◆ Materials provided

• • • • • • •

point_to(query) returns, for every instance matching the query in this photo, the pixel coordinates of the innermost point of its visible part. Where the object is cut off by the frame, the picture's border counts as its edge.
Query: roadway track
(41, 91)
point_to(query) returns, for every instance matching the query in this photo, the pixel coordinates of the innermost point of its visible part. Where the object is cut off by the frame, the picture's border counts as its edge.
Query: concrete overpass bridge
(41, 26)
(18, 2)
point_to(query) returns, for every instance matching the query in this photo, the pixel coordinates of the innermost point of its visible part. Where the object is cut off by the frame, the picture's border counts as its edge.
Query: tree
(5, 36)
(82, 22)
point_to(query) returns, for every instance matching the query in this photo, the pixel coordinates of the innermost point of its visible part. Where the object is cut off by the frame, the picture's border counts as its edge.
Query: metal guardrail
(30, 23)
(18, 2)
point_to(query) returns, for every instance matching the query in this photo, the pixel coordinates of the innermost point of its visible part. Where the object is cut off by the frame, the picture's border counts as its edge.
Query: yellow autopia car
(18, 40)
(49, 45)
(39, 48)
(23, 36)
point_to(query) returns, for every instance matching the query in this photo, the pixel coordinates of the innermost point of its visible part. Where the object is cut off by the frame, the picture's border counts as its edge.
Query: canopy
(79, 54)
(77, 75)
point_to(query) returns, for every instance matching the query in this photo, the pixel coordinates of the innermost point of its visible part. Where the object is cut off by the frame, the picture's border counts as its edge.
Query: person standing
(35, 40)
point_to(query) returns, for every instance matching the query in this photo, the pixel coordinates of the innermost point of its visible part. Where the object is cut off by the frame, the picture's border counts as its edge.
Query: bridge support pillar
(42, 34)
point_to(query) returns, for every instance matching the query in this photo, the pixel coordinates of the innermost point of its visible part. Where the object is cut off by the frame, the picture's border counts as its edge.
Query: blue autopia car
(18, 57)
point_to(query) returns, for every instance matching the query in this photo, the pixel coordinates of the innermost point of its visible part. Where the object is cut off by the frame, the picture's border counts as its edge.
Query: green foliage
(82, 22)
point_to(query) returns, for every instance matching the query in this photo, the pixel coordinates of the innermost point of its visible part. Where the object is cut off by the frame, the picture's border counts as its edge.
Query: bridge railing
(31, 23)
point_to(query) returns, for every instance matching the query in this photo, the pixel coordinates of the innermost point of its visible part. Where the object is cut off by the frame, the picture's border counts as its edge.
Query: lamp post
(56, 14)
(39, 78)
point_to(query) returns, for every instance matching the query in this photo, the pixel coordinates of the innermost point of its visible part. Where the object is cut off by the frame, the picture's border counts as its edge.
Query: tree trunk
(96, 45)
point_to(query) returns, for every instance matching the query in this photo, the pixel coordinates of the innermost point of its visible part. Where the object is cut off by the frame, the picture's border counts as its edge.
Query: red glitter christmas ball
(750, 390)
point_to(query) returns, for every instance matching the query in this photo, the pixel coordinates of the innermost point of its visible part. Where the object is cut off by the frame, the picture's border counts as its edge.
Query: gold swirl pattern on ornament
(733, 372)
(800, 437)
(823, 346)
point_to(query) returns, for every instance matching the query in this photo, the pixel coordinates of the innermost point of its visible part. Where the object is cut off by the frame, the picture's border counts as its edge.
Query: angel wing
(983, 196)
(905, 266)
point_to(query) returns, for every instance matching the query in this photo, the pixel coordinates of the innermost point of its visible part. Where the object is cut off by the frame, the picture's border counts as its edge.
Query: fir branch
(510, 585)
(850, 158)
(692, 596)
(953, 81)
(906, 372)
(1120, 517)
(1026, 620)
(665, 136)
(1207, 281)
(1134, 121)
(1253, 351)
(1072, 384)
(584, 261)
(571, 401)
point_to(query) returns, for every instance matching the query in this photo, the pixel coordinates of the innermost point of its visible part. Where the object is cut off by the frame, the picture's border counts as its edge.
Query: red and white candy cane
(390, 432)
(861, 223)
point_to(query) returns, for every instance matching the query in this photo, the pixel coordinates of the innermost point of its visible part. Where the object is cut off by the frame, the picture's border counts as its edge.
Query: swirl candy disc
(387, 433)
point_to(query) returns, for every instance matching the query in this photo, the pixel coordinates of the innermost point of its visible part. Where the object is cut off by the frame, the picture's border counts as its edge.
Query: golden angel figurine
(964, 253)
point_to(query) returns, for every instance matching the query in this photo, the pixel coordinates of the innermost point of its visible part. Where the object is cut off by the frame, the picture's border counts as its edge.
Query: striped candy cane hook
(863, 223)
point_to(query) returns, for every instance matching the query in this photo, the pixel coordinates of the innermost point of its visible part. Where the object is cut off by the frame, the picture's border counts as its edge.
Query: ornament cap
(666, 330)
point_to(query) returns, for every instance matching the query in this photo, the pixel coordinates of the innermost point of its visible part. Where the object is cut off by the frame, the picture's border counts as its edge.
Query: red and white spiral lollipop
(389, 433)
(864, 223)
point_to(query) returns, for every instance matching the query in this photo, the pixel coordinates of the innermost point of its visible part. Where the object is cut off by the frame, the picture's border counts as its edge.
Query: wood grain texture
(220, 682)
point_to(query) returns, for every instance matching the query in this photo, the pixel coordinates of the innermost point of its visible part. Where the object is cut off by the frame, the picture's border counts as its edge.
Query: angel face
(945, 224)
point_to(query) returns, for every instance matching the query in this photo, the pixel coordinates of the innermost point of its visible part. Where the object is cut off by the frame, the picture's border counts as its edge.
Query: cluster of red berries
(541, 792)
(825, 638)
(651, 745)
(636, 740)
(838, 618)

• • • • • • •

◆ What the exercise asks
Reproduce the material precisely, including every line.

◆ Response
point_to(query) returns, for every instance matching the query in this photo, the pixel coordinates of the innermost point of its visible part. Where the object is cut off by the frame, the picture's border counts as its edge.
Query: roadway track
(41, 91)
point_to(query) returns, for every instance matching the query in this photo, the pixel coordinates of the innermost point of its visible part. Where the object is cut off by the frame, the picture's border counts as its edge.
Query: concrete overpass bridge
(41, 26)
(18, 2)
point_to(query) returns, for every instance matching the query in this photo, the pixel coordinates of the innermost point of its visible part. Where the object is cut off by the frame, the picture's border counts as its edge.
Query: tree
(5, 36)
(82, 22)
point_to(query) returns, for every instance matching the query in this photo, the pixel coordinates of the innermost point of its visible part. Where the object is cut off by the frame, the picture's border counts as its edge.
Query: metal guardrail
(30, 23)
(18, 2)
point_to(query) returns, for every instance matching the query in this photo, the pixel coordinates of the innermost point of its visible part. Where the object is cut off by the frame, the picture's border counts as its edge.
Query: yellow autopia car
(18, 40)
(49, 45)
(39, 48)
(23, 36)
point_to(query) returns, for every instance matching the query in this photo, the pixel coordinates of the innermost point of its visible part. Where the object is cut off by the frame, the picture's border counts as its edge.
Query: canopy
(79, 54)
(77, 75)
point_to(query) returns, for every instance matching the query in this photo, the pixel coordinates of the innermost point of its visible part. Where the object is cut off by the frame, the picture's border counts as its edge.
Query: person standing
(35, 40)
point_to(query) returns, for every instance matching the query in this photo, the pixel coordinates of the innermost point of its visible part. Where the object is cut off by the frame, the picture's border counts as its edge.
Query: bridge support pillar
(42, 34)
point_to(query) returns, for every instance matching the query in this photo, the pixel coordinates of the innermost point of its visible part. Where the object is cut off by the frame, the picture's border counts as its edge.
Query: blue autopia car
(18, 57)
point_to(query) returns, for every instance matching the query in this photo, the pixel coordinates of the innermost point of its visible part. Where the object is cut off by the frame, the picture's border counts as its edge.
Query: green foliage
(82, 22)
point_to(query) returns, for every instance matching the query in this photo, the pixel coordinates of the innermost point of its visible part. Where the object is cut off by the frame, the picture's border counts as its edge.
Query: bridge railing
(31, 23)
point_to(query) returns, for every instance matching the query in this photo, the pixel coordinates of the innermost point of its visible part. Where the object is cut off by the frame, the picture's border counts as its edge.
Query: lamp post
(56, 14)
(39, 78)
point_to(query) returns, for every instance matching the query in this photo, the pixel coordinates of the innermost point of its visible part. Where the object is cut off by the frame, the picture's border counts as its edge.
Query: tree trunk
(96, 45)
point_to(query) returns, for every instance matching the query in this photo, the pixel coordinates of the innermost point of its visible part. Where the object is cut off by the frame, the picture's border counts as its edge.
Query: red glitter christmas ball
(750, 390)
point_to(query) returns, for every instance matching the query in this photo, the pixel coordinates of the innermost point of its visible part. Where the object is cut off by the frame, the picture's border counts as its edge.
Query: gold swirl pattern on ornament
(733, 372)
(800, 437)
(823, 346)
point_to(query) returns, for every instance matching the query in this photo, the pixel coordinates of the innermost point of its visible part. Where the object is cut off by the frame, the picture's border counts as its edge.
Query: angel wing
(983, 196)
(905, 266)
point_to(query) returns, for every instance matching the query in this photo, the pixel coordinates of the innermost point of its visible part. Where the object is cut off by the frame, the picture's border counts as its edge.
Query: fir branch
(510, 585)
(850, 158)
(692, 596)
(953, 81)
(906, 372)
(1120, 517)
(1026, 620)
(665, 136)
(1207, 281)
(1134, 121)
(1253, 351)
(1072, 384)
(584, 261)
(571, 401)
point_to(query) returns, for every instance matching the query in this photo, the pixel coordinates of the innermost point of its visible part. Where the object is cut off by the frame, the picture's border counts as its edge.
Query: red and white candy cane
(390, 432)
(861, 223)
point_to(query) returns, for every instance matching the query in this photo, the pixel coordinates of the innermost point of its visible part. Where the object is cut off by the frame, the picture's border counts as its edge.
Query: swirl candy disc
(387, 433)
point_to(query) returns, for every instance matching the query in this photo, the pixel coordinates of the innermost point of its visible part. Where the object is cut off by the frame, the picture's border counts as its edge.
Query: golden angel figurine
(964, 253)
point_to(query) returns, for every instance matching the query in this photo, the pixel coordinates of the innermost point of its visible part. Where the object is cut off by the frame, the picture's border counts as its edge.
Query: striped candy cane hook
(863, 223)
point_to(query) returns, for every instance matching the query in this photo, the pixel coordinates of the innermost point of its visible part. Where the object is cut off by the frame, the picture's border counts as its edge.
Query: ornament cap
(666, 330)
point_to(query) returns, for every instance matching the query in this photo, the pixel coordinates of the innermost point of its visible part. Where the object is cut off by the frame, the picture's border counts as its edge.
Query: red and white spiral lollipop
(389, 433)
(864, 223)
point_to(query) returns, for every instance matching the query in this photo, the pixel coordinates of the innermost point of its visible part. Where the object is cut off by the frame, the picture's border counts as its edge.
Query: wood grain texture
(220, 682)
point_to(query) returns, for every instance matching the query in this photo, the pixel coordinates of the innermost point of its visible part. Where the object is cut off by the frame, the picture's border counts as its edge.
Query: angel face
(945, 224)
point_to(query) returns, for every instance matching the query in this photo, the pixel coordinates of the innermost point of its visible part. Where the object is cut off by the frame, the picture's border counts as its edge.
Query: cluster of red berries
(541, 792)
(825, 638)
(651, 745)
(636, 740)
(838, 618)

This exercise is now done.